[ФОРМУЛИРОВКА ЗАДАНИЯ]: Выведите все приведённые ниже данные построчно в виде таблицы Markdown из двух столбцов: «№» с порядковым номером и «Строка» с текстом строки. Пустые строки в таблицу не включайте.

______

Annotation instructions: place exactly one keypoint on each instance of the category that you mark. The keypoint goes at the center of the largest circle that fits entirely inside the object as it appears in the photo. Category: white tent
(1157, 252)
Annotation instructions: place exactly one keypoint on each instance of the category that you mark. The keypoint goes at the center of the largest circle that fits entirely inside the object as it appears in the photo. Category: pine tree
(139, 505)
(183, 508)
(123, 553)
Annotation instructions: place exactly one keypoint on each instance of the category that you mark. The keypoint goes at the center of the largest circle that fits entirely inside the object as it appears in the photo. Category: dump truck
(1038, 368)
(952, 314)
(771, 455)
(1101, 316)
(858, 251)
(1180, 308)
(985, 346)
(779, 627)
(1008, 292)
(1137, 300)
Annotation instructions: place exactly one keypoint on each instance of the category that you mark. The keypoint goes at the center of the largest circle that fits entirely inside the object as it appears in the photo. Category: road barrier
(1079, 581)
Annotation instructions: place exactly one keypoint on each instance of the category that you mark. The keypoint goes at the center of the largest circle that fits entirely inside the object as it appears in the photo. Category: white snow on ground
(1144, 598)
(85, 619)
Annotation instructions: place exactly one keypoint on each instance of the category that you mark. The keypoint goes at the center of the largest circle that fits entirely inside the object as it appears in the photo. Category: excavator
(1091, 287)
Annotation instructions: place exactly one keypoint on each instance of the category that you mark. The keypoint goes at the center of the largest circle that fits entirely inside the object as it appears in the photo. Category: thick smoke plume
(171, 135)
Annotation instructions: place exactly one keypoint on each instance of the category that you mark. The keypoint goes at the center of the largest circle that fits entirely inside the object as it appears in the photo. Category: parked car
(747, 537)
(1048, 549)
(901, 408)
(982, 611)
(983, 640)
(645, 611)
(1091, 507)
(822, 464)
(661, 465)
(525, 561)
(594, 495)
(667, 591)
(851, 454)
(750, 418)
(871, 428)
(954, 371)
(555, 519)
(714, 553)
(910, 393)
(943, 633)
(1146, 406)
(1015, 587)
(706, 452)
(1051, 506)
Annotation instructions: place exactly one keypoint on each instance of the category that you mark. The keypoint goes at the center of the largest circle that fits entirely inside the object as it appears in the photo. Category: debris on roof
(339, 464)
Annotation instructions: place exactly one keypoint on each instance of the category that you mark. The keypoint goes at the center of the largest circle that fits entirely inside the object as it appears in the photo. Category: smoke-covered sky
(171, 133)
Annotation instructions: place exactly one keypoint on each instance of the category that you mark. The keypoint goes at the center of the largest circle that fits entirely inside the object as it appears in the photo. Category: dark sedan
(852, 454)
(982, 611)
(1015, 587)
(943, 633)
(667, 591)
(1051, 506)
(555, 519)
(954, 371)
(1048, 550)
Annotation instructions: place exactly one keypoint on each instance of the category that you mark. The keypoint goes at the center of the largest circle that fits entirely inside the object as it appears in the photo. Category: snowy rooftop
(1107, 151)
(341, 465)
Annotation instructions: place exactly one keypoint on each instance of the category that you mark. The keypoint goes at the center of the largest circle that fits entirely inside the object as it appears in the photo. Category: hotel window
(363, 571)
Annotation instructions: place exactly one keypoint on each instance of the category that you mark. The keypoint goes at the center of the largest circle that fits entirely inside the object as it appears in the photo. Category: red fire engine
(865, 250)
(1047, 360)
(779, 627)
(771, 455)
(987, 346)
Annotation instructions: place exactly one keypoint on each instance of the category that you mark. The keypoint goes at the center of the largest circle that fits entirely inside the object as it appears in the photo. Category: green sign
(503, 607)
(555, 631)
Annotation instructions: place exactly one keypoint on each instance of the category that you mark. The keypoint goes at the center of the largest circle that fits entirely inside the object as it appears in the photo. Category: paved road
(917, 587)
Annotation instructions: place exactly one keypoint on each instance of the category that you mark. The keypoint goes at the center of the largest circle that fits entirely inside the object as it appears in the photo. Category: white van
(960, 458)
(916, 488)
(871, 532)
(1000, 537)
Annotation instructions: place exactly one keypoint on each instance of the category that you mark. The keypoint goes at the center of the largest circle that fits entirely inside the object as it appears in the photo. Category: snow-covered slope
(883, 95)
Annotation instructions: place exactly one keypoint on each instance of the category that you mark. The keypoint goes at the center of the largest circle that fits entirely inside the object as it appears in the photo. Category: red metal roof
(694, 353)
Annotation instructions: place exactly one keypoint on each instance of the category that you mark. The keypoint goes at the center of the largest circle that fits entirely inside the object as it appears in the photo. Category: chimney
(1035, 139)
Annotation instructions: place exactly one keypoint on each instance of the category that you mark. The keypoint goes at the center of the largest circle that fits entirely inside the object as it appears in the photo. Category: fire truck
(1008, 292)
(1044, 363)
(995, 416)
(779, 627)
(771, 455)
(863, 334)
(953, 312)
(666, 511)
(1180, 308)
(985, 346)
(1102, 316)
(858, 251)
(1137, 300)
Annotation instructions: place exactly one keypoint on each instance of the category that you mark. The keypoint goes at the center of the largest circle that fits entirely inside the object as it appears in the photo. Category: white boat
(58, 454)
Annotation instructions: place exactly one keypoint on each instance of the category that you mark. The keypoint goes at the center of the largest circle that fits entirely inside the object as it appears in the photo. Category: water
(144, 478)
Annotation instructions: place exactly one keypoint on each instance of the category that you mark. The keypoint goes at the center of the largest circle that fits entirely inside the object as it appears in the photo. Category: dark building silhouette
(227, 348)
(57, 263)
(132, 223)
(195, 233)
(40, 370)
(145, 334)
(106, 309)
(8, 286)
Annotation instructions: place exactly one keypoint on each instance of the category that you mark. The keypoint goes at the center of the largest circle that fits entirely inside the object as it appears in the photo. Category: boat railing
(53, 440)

______

[ГОТОВОЕ РЕШЕНИЕ]:
| № | Строка |
|---|---|
| 1 | Annotation instructions: place exactly one keypoint on each instance of the category that you mark. The keypoint goes at the center of the largest circle that fits entirely inside the object as it appears in the photo. Category: white tent |
| 2 | (1157, 252) |
| 3 | Annotation instructions: place exactly one keypoint on each instance of the category that you mark. The keypoint goes at the center of the largest circle that fits entirely inside the object as it appears in the photo. Category: pine tree |
| 4 | (139, 505) |
| 5 | (183, 508) |
| 6 | (123, 553) |
| 7 | Annotation instructions: place exactly one keypoint on each instance of the category that you mark. The keypoint goes at the center of the largest circle that fits entirely inside the object as it appears in the photo. Category: dump truck |
| 8 | (1038, 368) |
| 9 | (952, 314) |
| 10 | (771, 455) |
| 11 | (1101, 316) |
| 12 | (858, 251) |
| 13 | (1180, 308) |
| 14 | (985, 346) |
| 15 | (779, 627) |
| 16 | (1008, 292) |
| 17 | (1137, 300) |
| 18 | Annotation instructions: place exactly one keypoint on each instance of the category that you mark. The keypoint goes at the center of the largest circle that fits entirely inside the object as it appears in the photo. Category: road barrier |
| 19 | (1079, 581) |
| 20 | Annotation instructions: place exactly one keypoint on each instance of the category that you mark. The keypoint goes at the center of the largest circle that fits entirely inside the object as it appears in the photo. Category: white snow on ground |
| 21 | (1144, 598) |
| 22 | (85, 619) |
| 23 | Annotation instructions: place exactly one keypoint on each instance of the category that you mark. The keypoint goes at the center of the largest circle that fits entirely inside the object as it appears in the photo. Category: excavator |
| 24 | (1091, 287) |
| 25 | Annotation instructions: place exactly one keypoint on each instance of the category that you mark. The keypoint goes at the center of the largest circle that fits entirely inside the object as it appears in the photo. Category: thick smoke plume |
| 26 | (171, 135) |
| 27 | Annotation instructions: place exactly one keypoint on each instance of the category that you mark. The keypoint goes at the center of the largest circle that fits entirely inside the object as it appears in the photo. Category: parked car |
| 28 | (747, 537) |
| 29 | (1048, 549) |
| 30 | (901, 408) |
| 31 | (982, 611) |
| 32 | (983, 640) |
| 33 | (645, 611) |
| 34 | (1091, 507) |
| 35 | (822, 464) |
| 36 | (661, 465) |
| 37 | (525, 561) |
| 38 | (594, 495) |
| 39 | (667, 591) |
| 40 | (851, 454) |
| 41 | (750, 418) |
| 42 | (871, 428) |
| 43 | (954, 371) |
| 44 | (555, 519) |
| 45 | (714, 553) |
| 46 | (910, 393) |
| 47 | (943, 633) |
| 48 | (1146, 406) |
| 49 | (1015, 587) |
| 50 | (706, 452) |
| 51 | (1051, 506) |
| 52 | Annotation instructions: place exactly one keypoint on each instance of the category that you mark. The keypoint goes at the center of the largest circle that fits entirely inside the object as it appears in the photo. Category: debris on roof |
| 53 | (339, 464) |
| 54 | Annotation instructions: place exactly one keypoint on each instance of the category that you mark. The keypoint goes at the center of the largest circle that fits entirely inside the object as it appears in the photo. Category: smoke-covered sky |
| 55 | (171, 133) |
| 56 | Annotation instructions: place exactly one keypoint on each instance of the category that you mark. The keypoint goes at the center of the largest circle that fits entirely inside the object as it appears in the photo. Category: dark sedan |
| 57 | (852, 454) |
| 58 | (982, 611) |
| 59 | (1015, 587) |
| 60 | (943, 633) |
| 61 | (667, 591) |
| 62 | (1051, 506) |
| 63 | (555, 519) |
| 64 | (954, 371) |
| 65 | (1048, 550) |
| 66 | Annotation instructions: place exactly one keypoint on each instance of the category that you mark. The keypoint goes at the center of the largest circle that fits entirely inside the object as it appears in the photo. Category: snowy rooftop |
| 67 | (1107, 151) |
| 68 | (341, 465) |
| 69 | Annotation instructions: place exactly one keypoint on each instance of the category that you mark. The keypoint goes at the center of the largest circle that fits entirely inside the object as it appears in the photo. Category: hotel window |
| 70 | (363, 571) |
| 71 | Annotation instructions: place exactly one keypoint on each instance of the category that you mark. The keypoint goes at the center of the largest circle that fits entirely inside the object as it appears in the photo. Category: red fire engine |
| 72 | (865, 250) |
| 73 | (1047, 360) |
| 74 | (779, 627) |
| 75 | (771, 455) |
| 76 | (987, 346) |
| 77 | Annotation instructions: place exactly one keypoint on each instance of the category that you mark. The keypoint goes at the center of the largest circle that fits entirely inside the object as it appears in the photo. Category: green sign |
| 78 | (503, 607) |
| 79 | (555, 631) |
| 80 | Annotation instructions: place exactly one keypoint on each instance of the category that you mark. The keypoint goes at the center of the largest circle that fits entirely inside the object as it appears in the photo. Category: paved road |
| 81 | (917, 587) |
| 82 | Annotation instructions: place exactly one keypoint on each instance of the category that you mark. The keypoint goes at the center of the largest circle that fits entirely inside the object as it appears in the photo. Category: white van |
| 83 | (960, 458) |
| 84 | (916, 488) |
| 85 | (871, 532) |
| 86 | (1000, 537) |
| 87 | Annotation instructions: place exactly one keypoint on each instance of the category that you mark. The keypoint goes at the center of the largest circle that fits entirely inside the object as it appears in the photo. Category: snow-covered slope |
| 88 | (883, 95) |
| 89 | Annotation instructions: place exactly one keypoint on each instance of the category that you mark. The keypoint goes at the center of the largest circle that fits entirely inside the object as it appears in the photo. Category: red metal roof |
| 90 | (694, 353) |
| 91 | Annotation instructions: place exactly one keypoint on each instance of the category that you mark. The keypoint goes at the center of the largest circle that fits entirely inside the object as it appears in the photo. Category: chimney |
| 92 | (1035, 139) |
| 93 | Annotation instructions: place exactly one keypoint on each instance of the category that you mark. The keypoint goes at the center of the largest circle that fits entirely inside the object as it appears in the photo. Category: fire truck |
| 94 | (1008, 292) |
| 95 | (1044, 363) |
| 96 | (995, 416) |
| 97 | (779, 627) |
| 98 | (771, 455) |
| 99 | (863, 334) |
| 100 | (953, 312) |
| 101 | (666, 511) |
| 102 | (1180, 308) |
| 103 | (985, 346) |
| 104 | (1102, 316) |
| 105 | (858, 251) |
| 106 | (1137, 300) |
| 107 | Annotation instructions: place exactly one keypoint on each instance of the category that you mark. The keypoint goes at the center of the largest circle that fits entirely inside the object as it appears in the photo. Category: white boat |
| 108 | (58, 454) |
| 109 | Annotation instructions: place exactly one keypoint on each instance of the category that you mark. The keypoint goes at the center of the largest circle that fits entirely inside the object as it appears in the photo. Category: water |
| 110 | (144, 478) |
| 111 | Annotation instructions: place exactly one keypoint on each instance of the category that you mark. The keypoint goes at the center of the largest circle that fits entirely inside the object as it appears in the photo. Category: dark building silhouette |
| 112 | (227, 348) |
| 113 | (57, 263) |
| 114 | (132, 223) |
| 115 | (195, 233) |
| 116 | (40, 370) |
| 117 | (145, 334) |
| 118 | (106, 309) |
| 119 | (8, 286) |
| 120 | Annotation instructions: place exactly one keypoint on each instance of the category that you mark. The keypoint goes at the center of the largest circle that fits entirely inside the object as it appears in the photo. Category: boat railing |
| 121 | (53, 440) |